**Selected passage**

Markets across Europe cheered as Italy’s €17bn (£15bn) bail-out of two Italian banks was approved – but it raised questions over rules designed to end taxpayer-funded rescues.
Shares in the sector rose while Italian and other Eurozone bond yields fell – meaning lower borrowing costs for governments – as the package eased some of the fears over toxic loans choking the country’s banking system.
The rescue for customers and investors in the failing Veneto Banca and Banca Popolare di Vicenza produced a sigh of relief for other banks wary of having to shoulder the burden of their collapse.
But it was little comfort for staff of the failing lenders as Intesa Sanpaolo, the bank which is picking up viable parts of the lenders for a token €1, said it would close 600 branches and lay off 3,900 staff.
The rescue over the weekend saw the Italian government pump €5bn into Intesa to help shore up its finances and offer a further €12bn in guarantees to shield it from any unexpected loss.

**Excerpted data**

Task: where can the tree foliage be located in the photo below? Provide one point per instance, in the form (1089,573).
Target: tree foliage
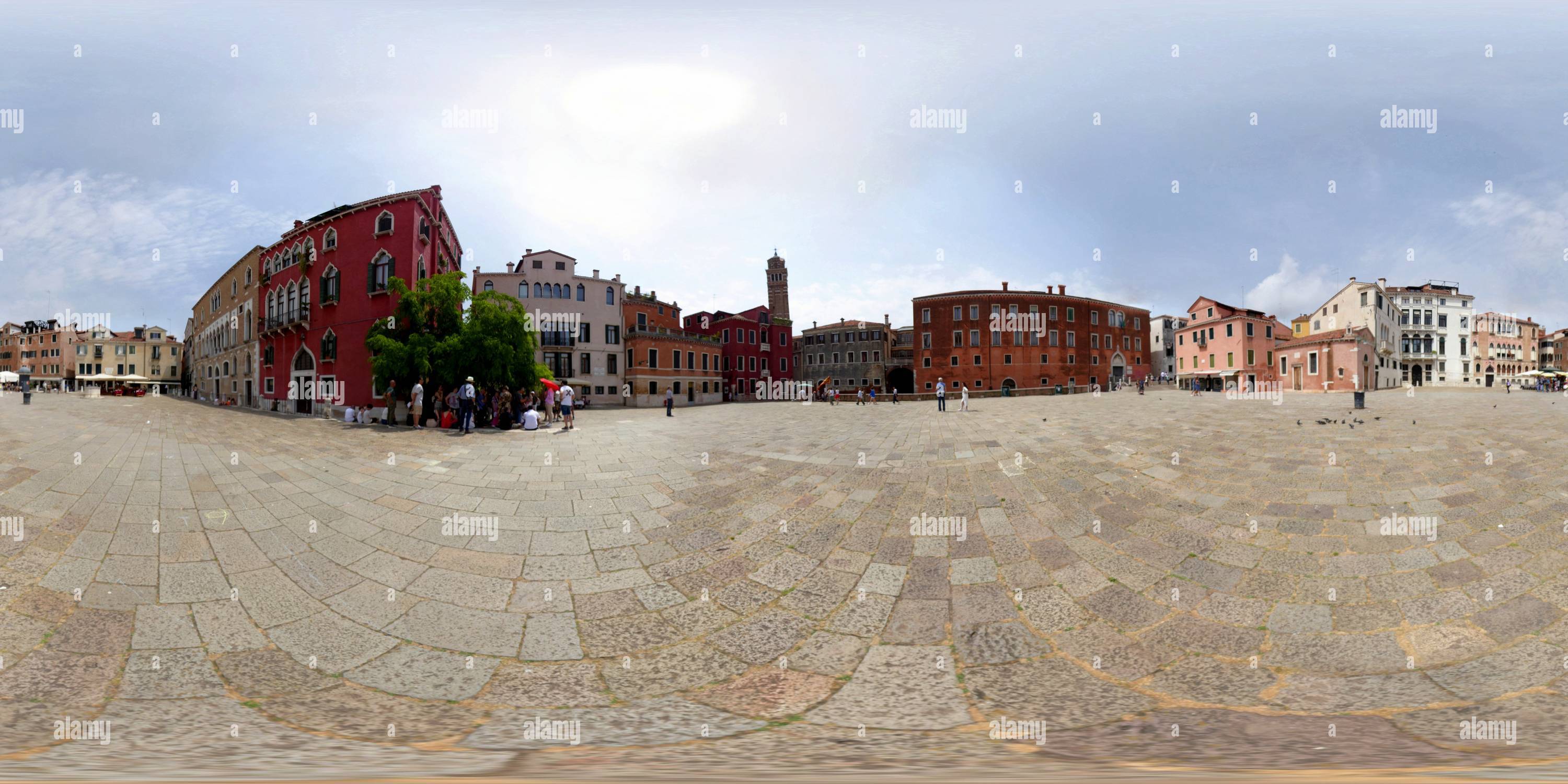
(444,333)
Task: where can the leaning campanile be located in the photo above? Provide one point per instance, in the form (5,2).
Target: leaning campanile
(778,287)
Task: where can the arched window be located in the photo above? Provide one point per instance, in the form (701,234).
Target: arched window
(330,281)
(380,272)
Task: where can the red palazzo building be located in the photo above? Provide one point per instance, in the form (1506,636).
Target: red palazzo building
(755,347)
(327,281)
(1026,339)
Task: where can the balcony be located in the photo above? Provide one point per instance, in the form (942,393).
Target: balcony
(284,319)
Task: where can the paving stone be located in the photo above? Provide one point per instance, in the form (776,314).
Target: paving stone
(170,675)
(675,668)
(548,686)
(427,675)
(95,632)
(761,639)
(460,629)
(270,673)
(1051,687)
(1203,679)
(899,687)
(330,642)
(225,626)
(650,722)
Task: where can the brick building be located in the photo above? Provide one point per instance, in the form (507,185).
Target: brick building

**Exercise tasks**
A) From the article on Italy's bank bail-out, output the words starting with "The rescue over" and going on through "any unexpected loss.".
B) Decide whether each statement agrees with the article on Italy's bank bail-out. Answer yes or no for each, and quote the words from the article that settle it. (i) Intesa Sanpaolo is taking on the viable parts of the failing lenders for a token €1. (ii) Intesa Sanpaolo said it would close 3,900 branches. (iii) The Italian government pumped €12bn into Intesa.
The rows play no part in what follows.

**Per-task answers**
A)
The rescue over the weekend saw the Italian government pump €5bn into Intesa to help shore up its finances and offer a further €12bn in guarantees to shield it from any unexpected loss.

B)
(i) Yes: "the bank which is picking up viable parts of the lenders for a token €1"
(ii) No: "said it would close 600 branches and lay off 3,900 staff"
(iii) No: "saw the Italian government pump €5bn into Intesa to help shore up its finances and offer a further €12bn in guarantees"